* [Problem to work on]:
Repeat the records below exactly.

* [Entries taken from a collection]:
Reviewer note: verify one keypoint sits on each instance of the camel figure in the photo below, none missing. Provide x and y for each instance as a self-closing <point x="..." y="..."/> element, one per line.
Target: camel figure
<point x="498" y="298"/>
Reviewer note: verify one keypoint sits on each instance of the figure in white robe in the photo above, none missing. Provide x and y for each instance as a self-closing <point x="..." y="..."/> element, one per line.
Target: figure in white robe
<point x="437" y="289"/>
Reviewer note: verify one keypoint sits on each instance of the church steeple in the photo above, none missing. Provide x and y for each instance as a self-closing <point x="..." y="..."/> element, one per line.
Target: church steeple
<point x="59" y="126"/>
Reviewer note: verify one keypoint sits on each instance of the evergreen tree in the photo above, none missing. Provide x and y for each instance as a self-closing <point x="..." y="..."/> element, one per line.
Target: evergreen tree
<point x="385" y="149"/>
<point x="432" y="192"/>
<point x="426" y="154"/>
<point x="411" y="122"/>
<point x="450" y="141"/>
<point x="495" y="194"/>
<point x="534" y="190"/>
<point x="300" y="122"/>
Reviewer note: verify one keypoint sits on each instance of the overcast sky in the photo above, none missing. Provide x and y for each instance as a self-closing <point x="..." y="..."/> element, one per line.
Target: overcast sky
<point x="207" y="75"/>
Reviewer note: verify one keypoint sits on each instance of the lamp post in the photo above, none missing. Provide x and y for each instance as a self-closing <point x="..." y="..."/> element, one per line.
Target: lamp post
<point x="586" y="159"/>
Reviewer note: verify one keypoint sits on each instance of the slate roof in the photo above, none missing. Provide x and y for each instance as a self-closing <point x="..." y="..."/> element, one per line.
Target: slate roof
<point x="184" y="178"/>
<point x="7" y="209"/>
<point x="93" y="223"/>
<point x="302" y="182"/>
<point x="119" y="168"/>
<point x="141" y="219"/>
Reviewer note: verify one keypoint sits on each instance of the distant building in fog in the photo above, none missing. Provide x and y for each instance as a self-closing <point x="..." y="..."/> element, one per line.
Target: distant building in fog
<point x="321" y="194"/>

* [Written solution]:
Reviewer note: verify one keypoint sits on each instance of the camel figure in the photo below, none missing. Provide x and y for each instance as a self-closing <point x="..." y="..."/> element, one per line.
Target: camel figure
<point x="498" y="298"/>
Reviewer note: verify one keypoint sits on each instance of the figure in white robe in the photo above, none missing. Provide x and y for each instance as a self-closing <point x="..." y="..."/> element, one per line.
Target: figure in white robe
<point x="437" y="289"/>
Reviewer note: verify one keypoint sits on each instance of the church steeple in the photo above, none missing. Provide x and y for each instance as a self-closing <point x="..." y="..."/> element, one per line.
Target: church steeple
<point x="59" y="126"/>
Reviewer note: verify one keypoint sits on each instance of the evergreen tree in the photo above, none missing. Provide x and y for each instance as a self-closing <point x="..." y="..."/> element, one per line.
Target: evergreen tree
<point x="385" y="149"/>
<point x="432" y="192"/>
<point x="426" y="154"/>
<point x="411" y="122"/>
<point x="450" y="141"/>
<point x="495" y="194"/>
<point x="534" y="190"/>
<point x="300" y="122"/>
Reviewer note: verify one keypoint sits on each instance of the overcast sky in the photo above, none missing. Provide x and y for each instance as a self-closing <point x="..." y="..."/> element, one per line.
Target: overcast sky
<point x="207" y="75"/>
Reviewer note: verify one keypoint sits on each instance of the lamp post in the photo above, none missing. Provide x and y for each instance as a self-closing <point x="..." y="..."/> element, one per line.
Target: lamp post
<point x="586" y="159"/>
Reviewer note: verify one keypoint sits on each instance of the slate roof in the photo above, none missing. Provide x and y for each instance as a self-closing <point x="..." y="..."/> element, one per line.
Target: slate roof
<point x="184" y="178"/>
<point x="7" y="209"/>
<point x="93" y="223"/>
<point x="302" y="182"/>
<point x="119" y="168"/>
<point x="141" y="219"/>
Reviewer note: verify one keypoint sits on each instance of the distant building in fog in the photo above, none missing. Provide x and y for each instance as a self-closing <point x="..." y="..."/> element, one per line.
Target: distant building in fog
<point x="321" y="194"/>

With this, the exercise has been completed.